%%

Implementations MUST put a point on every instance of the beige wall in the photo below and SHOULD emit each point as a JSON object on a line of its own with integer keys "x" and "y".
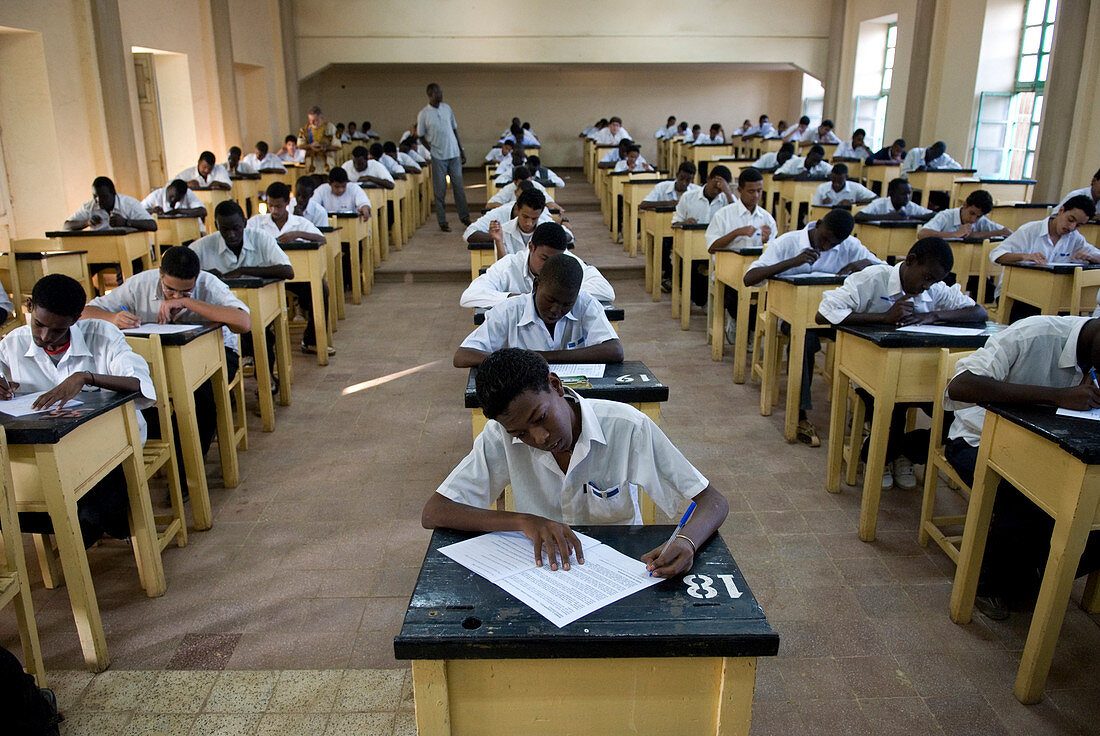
{"x": 558, "y": 100}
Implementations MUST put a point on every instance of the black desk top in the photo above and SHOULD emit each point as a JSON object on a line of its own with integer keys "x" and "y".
{"x": 50, "y": 427}
{"x": 613, "y": 386}
{"x": 889, "y": 337}
{"x": 662, "y": 621}
{"x": 1077, "y": 437}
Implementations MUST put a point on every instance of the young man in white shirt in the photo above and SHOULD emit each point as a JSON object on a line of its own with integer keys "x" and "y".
{"x": 933, "y": 157}
{"x": 207, "y": 174}
{"x": 1040, "y": 360}
{"x": 895, "y": 206}
{"x": 854, "y": 149}
{"x": 516, "y": 273}
{"x": 966, "y": 220}
{"x": 909, "y": 293}
{"x": 109, "y": 209}
{"x": 557, "y": 319}
{"x": 600, "y": 453}
{"x": 57, "y": 354}
{"x": 840, "y": 191}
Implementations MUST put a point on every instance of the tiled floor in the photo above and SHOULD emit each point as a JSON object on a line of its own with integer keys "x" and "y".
{"x": 279, "y": 619}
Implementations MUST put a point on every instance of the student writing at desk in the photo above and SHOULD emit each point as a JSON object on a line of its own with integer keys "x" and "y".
{"x": 207, "y": 174}
{"x": 909, "y": 293}
{"x": 62, "y": 356}
{"x": 602, "y": 452}
{"x": 558, "y": 320}
{"x": 825, "y": 246}
{"x": 895, "y": 206}
{"x": 109, "y": 209}
{"x": 1038, "y": 360}
{"x": 516, "y": 273}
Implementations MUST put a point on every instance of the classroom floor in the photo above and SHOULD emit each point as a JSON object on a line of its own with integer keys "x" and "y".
{"x": 281, "y": 618}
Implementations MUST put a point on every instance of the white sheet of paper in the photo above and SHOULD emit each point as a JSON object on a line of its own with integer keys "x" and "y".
{"x": 1091, "y": 414}
{"x": 507, "y": 559}
{"x": 587, "y": 370}
{"x": 22, "y": 405}
{"x": 153, "y": 328}
{"x": 942, "y": 329}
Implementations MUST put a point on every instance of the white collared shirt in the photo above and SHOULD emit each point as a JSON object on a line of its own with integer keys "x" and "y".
{"x": 1036, "y": 351}
{"x": 513, "y": 275}
{"x": 735, "y": 216}
{"x": 854, "y": 191}
{"x": 618, "y": 447}
{"x": 128, "y": 207}
{"x": 516, "y": 323}
{"x": 694, "y": 205}
{"x": 218, "y": 173}
{"x": 141, "y": 296}
{"x": 95, "y": 345}
{"x": 876, "y": 288}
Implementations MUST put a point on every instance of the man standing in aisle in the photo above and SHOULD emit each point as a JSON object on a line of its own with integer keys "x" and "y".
{"x": 440, "y": 134}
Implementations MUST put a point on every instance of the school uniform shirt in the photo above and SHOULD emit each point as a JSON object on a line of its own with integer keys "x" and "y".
{"x": 373, "y": 168}
{"x": 828, "y": 262}
{"x": 265, "y": 222}
{"x": 513, "y": 275}
{"x": 95, "y": 345}
{"x": 666, "y": 191}
{"x": 949, "y": 220}
{"x": 349, "y": 201}
{"x": 794, "y": 166}
{"x": 125, "y": 206}
{"x": 883, "y": 206}
{"x": 735, "y": 216}
{"x": 271, "y": 161}
{"x": 218, "y": 173}
{"x": 141, "y": 295}
{"x": 618, "y": 447}
{"x": 876, "y": 288}
{"x": 1036, "y": 351}
{"x": 915, "y": 158}
{"x": 854, "y": 191}
{"x": 694, "y": 204}
{"x": 516, "y": 323}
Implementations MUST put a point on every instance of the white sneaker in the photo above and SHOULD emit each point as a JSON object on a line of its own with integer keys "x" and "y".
{"x": 903, "y": 474}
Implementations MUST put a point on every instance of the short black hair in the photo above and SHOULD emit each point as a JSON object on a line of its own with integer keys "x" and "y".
{"x": 506, "y": 374}
{"x": 531, "y": 199}
{"x": 1082, "y": 202}
{"x": 180, "y": 262}
{"x": 551, "y": 234}
{"x": 981, "y": 199}
{"x": 839, "y": 222}
{"x": 59, "y": 295}
{"x": 933, "y": 250}
{"x": 749, "y": 174}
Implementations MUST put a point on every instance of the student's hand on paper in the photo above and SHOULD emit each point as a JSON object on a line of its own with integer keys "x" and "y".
{"x": 677, "y": 559}
{"x": 553, "y": 538}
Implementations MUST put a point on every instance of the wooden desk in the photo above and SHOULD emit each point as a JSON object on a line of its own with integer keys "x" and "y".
{"x": 175, "y": 230}
{"x": 480, "y": 658}
{"x": 689, "y": 244}
{"x": 656, "y": 226}
{"x": 1047, "y": 287}
{"x": 629, "y": 382}
{"x": 121, "y": 245}
{"x": 729, "y": 268}
{"x": 794, "y": 300}
{"x": 1053, "y": 461}
{"x": 56, "y": 458}
{"x": 266, "y": 301}
{"x": 310, "y": 263}
{"x": 893, "y": 368}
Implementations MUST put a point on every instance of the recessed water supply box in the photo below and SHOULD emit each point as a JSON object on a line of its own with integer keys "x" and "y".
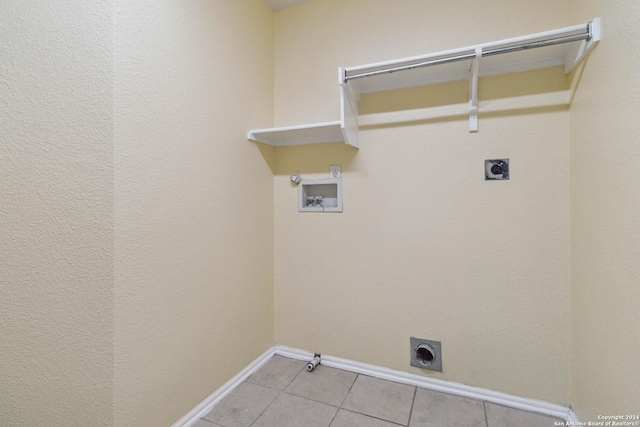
{"x": 320, "y": 195}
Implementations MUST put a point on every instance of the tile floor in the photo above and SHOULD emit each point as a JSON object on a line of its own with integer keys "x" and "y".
{"x": 283, "y": 394}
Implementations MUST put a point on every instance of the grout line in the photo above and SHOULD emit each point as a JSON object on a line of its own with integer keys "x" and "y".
{"x": 486, "y": 419}
{"x": 413, "y": 402}
{"x": 349, "y": 391}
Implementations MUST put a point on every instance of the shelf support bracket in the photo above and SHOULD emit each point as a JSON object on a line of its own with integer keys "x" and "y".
{"x": 473, "y": 91}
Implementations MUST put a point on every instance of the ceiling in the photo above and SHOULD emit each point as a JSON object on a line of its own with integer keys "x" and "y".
{"x": 282, "y": 4}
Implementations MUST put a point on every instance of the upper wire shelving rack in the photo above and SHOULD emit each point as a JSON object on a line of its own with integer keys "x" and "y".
{"x": 565, "y": 46}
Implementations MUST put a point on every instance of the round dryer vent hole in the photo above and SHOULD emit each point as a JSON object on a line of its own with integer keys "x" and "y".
{"x": 425, "y": 354}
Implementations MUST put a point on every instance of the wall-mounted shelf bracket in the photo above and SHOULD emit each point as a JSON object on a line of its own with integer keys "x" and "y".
{"x": 473, "y": 91}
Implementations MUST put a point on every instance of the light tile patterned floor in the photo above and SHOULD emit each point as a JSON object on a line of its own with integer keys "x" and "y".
{"x": 283, "y": 394}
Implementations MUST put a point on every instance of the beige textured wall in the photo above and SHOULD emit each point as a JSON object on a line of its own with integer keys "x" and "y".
{"x": 605, "y": 224}
{"x": 193, "y": 201}
{"x": 56, "y": 213}
{"x": 425, "y": 246}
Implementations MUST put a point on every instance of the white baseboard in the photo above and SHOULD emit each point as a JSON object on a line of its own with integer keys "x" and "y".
{"x": 207, "y": 405}
{"x": 456, "y": 389}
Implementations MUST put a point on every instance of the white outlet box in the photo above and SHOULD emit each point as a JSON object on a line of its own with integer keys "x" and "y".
{"x": 320, "y": 195}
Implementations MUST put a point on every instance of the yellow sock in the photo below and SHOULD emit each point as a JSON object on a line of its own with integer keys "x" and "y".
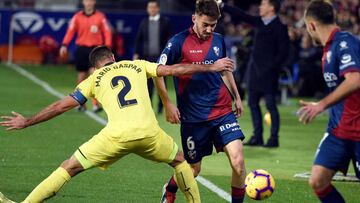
{"x": 49, "y": 187}
{"x": 185, "y": 180}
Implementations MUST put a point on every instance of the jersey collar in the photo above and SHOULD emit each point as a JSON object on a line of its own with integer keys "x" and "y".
{"x": 332, "y": 36}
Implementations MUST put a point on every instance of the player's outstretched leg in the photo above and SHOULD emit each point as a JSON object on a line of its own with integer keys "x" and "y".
{"x": 170, "y": 188}
{"x": 235, "y": 154}
{"x": 320, "y": 181}
{"x": 52, "y": 184}
{"x": 184, "y": 179}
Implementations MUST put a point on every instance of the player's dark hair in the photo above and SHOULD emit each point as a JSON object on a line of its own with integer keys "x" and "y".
{"x": 276, "y": 4}
{"x": 154, "y": 1}
{"x": 99, "y": 53}
{"x": 322, "y": 11}
{"x": 208, "y": 8}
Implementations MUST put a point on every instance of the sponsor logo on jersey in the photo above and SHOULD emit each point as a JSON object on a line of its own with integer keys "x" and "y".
{"x": 163, "y": 59}
{"x": 233, "y": 126}
{"x": 330, "y": 79}
{"x": 94, "y": 29}
{"x": 328, "y": 56}
{"x": 217, "y": 51}
{"x": 206, "y": 62}
{"x": 346, "y": 61}
{"x": 343, "y": 45}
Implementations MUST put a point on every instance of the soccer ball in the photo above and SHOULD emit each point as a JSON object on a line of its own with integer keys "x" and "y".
{"x": 267, "y": 118}
{"x": 259, "y": 184}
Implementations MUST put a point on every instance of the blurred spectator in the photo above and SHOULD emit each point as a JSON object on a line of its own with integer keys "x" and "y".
{"x": 153, "y": 34}
{"x": 271, "y": 44}
{"x": 49, "y": 47}
{"x": 92, "y": 30}
{"x": 311, "y": 82}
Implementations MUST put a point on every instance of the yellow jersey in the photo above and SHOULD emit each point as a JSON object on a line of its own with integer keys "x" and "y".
{"x": 122, "y": 90}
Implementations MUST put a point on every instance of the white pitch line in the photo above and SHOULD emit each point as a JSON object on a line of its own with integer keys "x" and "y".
{"x": 211, "y": 186}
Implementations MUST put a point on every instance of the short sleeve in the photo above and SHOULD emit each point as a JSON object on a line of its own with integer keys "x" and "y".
{"x": 151, "y": 69}
{"x": 348, "y": 56}
{"x": 83, "y": 91}
{"x": 171, "y": 53}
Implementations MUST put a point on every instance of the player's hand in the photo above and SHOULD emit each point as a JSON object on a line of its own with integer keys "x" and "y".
{"x": 63, "y": 51}
{"x": 223, "y": 64}
{"x": 15, "y": 122}
{"x": 239, "y": 108}
{"x": 172, "y": 113}
{"x": 309, "y": 111}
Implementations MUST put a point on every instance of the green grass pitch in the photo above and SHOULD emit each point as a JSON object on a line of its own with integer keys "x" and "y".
{"x": 29, "y": 156}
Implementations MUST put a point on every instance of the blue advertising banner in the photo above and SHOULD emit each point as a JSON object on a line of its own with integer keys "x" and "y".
{"x": 35, "y": 24}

%%

▶ Exercise requirements
Output only the lines running from the line with "Implementations MUST put a point on every instance of the green" through the final line of the data, inclusive.

▶ Output of the exercise
Implementations MUST put a point on every instance of the green grass pitch in the photo above and SHOULD emit each point as a JSON object on a line of its own with integer keys "x" and "y".
{"x": 29, "y": 156}
Implementations MUST put a point on every instance of the blue advertising banner in the photo above and SHOULD emit each point as a JSON object on a line of its own with integer keys "x" and "y".
{"x": 35, "y": 24}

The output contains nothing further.